Copy the data below without any changes, starting at the line containing "like x=12 y=269." and ending at the line containing "x=526 y=131", both included.

*EXTRACTED ENTRIES*
◇ ◇ ◇ ◇ ◇ ◇ ◇

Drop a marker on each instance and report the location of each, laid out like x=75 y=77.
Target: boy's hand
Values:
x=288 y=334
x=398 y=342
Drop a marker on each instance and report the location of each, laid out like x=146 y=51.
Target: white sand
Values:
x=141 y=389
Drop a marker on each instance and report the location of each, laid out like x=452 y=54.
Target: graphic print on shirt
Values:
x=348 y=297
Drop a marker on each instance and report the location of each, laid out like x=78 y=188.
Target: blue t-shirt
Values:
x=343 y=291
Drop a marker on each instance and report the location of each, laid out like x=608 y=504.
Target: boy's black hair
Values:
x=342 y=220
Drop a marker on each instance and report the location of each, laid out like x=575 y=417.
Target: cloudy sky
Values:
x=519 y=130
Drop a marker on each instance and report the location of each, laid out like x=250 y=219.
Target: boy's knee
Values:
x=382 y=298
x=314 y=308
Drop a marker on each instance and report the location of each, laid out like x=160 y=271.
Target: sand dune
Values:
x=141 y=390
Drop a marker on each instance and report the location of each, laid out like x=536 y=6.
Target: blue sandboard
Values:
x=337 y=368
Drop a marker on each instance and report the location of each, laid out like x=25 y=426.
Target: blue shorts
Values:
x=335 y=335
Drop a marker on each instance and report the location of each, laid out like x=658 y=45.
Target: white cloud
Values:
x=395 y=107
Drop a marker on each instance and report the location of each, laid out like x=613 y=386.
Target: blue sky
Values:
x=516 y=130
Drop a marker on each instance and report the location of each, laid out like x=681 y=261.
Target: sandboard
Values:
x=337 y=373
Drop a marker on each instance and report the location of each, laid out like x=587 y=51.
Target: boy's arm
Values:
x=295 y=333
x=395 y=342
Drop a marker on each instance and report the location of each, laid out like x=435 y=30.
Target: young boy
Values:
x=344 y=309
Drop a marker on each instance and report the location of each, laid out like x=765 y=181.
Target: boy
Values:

◇ ◇ ◇ ◇ ◇ ◇ ◇

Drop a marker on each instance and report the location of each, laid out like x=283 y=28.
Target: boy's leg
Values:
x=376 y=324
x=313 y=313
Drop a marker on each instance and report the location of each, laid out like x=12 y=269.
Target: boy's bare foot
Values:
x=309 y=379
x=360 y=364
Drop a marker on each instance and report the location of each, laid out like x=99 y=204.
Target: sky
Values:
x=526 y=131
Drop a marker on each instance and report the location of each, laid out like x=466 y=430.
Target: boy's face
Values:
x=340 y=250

◇ ◇ ◇ ◇ ◇ ◇ ◇

*RESULT*
Drop a marker on each instance and report the location of each, laid out like x=12 y=269.
Target: boy's bare foot
Values:
x=309 y=379
x=360 y=364
Drop a marker on each instance and report the location of each, laid out like x=99 y=204.
Target: sky
Values:
x=526 y=131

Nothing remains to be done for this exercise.